◆ **Supplied passage**
——————————

Ur – Lesson Plan 1 (College Level)

Object Biographies: Random number generators between humans, gods, and prophecy.

Learning objectives:

  • Gain an understanding of the processes of accessing ancient cultural narratives through four complementary avenues: materiality, gameplay, ancient texts, and the ancient practices of divination with dice.
  • Integrate the insights gained experientially, through playing the game, with perspectives from scholarly articles, ancient texts from multiple cultures, and the narratives that emerge from analysis of the different materials, forms, technologies and cultural uses of random number generators.
  • Gain insight into the seriousness of game play, as reflected in the intersection of dice and ritual.
  • De-essentialize the concept of random number generators, positioning astragali as gifts, objects of adornment, and votives to the gods; consider these as comparanda for the lapis lazuli dice included in the digital version of the game.

——————————

Referring expression data
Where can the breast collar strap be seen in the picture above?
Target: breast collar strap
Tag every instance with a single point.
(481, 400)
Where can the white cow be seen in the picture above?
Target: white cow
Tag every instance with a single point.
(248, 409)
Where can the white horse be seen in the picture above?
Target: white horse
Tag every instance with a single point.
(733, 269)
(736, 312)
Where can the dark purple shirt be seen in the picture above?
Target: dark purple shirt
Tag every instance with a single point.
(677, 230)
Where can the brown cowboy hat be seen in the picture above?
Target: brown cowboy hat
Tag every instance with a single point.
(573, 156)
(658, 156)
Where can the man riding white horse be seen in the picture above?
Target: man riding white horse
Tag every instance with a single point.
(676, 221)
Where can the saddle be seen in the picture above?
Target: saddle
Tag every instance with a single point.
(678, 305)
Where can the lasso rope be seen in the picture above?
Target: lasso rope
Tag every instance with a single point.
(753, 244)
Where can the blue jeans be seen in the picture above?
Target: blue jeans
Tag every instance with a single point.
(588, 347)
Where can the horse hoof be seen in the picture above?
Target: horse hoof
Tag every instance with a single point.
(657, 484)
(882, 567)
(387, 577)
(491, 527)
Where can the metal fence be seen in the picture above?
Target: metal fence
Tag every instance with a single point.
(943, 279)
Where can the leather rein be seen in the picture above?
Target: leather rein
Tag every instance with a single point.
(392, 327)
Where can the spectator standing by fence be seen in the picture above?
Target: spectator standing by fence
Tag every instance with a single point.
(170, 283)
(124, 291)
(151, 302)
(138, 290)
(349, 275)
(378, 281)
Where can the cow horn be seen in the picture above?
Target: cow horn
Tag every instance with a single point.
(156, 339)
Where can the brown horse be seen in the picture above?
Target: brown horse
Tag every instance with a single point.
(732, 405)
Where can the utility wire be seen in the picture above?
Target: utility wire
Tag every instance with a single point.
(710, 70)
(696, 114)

——————————

◆ **Assignment A**
Answer these questions from the Ur lesson plan, one per line:
(i) How many avenues does the first learning objective list for accessing ancient cultural narratives?
(ii) According to the third learning objective, what intersection reflects the seriousness of game play?
(iii) What material are the dice in the digital version of the game?
◆ **Assignment B**
Reproduce word for word the part of the Ur lesson plan starting with "Ur – Lesson" and going on through "dice and ritual.".
◆ **Assignment C**
Write the next part of the Ur lesson plan, picking up after its final sentence.

◆ **Task result A**
(i) Four
(ii) The intersection of dice and ritual
(iii) Lapis lazuli

◆ **Task result B**
Ur – Lesson Plan 1 (College Level)

Object Biographies: Random number generators between humans, gods, and prophecy.

Learning objectives:

  • Gain an understanding of the processes of accessing ancient cultural narratives through four complementary avenues: materiality, gameplay, ancient texts, and the ancient practices of divination with dice.
  • Integrate the insights gained experientially, through playing the game, with perspectives from scholarly articles, ancient texts from multiple cultures, and the narratives that emerge from analysis of the different materials, forms, technologies and cultural uses of random number generators.
  • Gain insight into the seriousness of game play, as reflected in the intersection of dice and ritual.

◆ **Task result C**
  • Refine conceptions of materiality as emergent, adaptive, and culturally specific.

Materials:

Lesson Steps:

  1. Read selections of scholarly articles and ancient texts (see bibliography below).
    • Sources: See bibliography below.
    • Points to consider:
      • Pay particular attention to the relationship between these objects, as transformed and recollected animal bones, and the forms of divination that drew from the freshly slaughtered animal.
      • The capacity of these objects to accumulate stories through their life use, through such activities as repeated game play, gifting, and votive practice, should come to the fore.
      • Aspects of materiality to consider include origin and treatment of materials, skeuomorphic substitutions, uses as jewelry and grave gifts, storage, different ways of throwing, and the ritual practices of divination. 
  2. Play Ur, a digital version of The Royal Game of Ur on Steam.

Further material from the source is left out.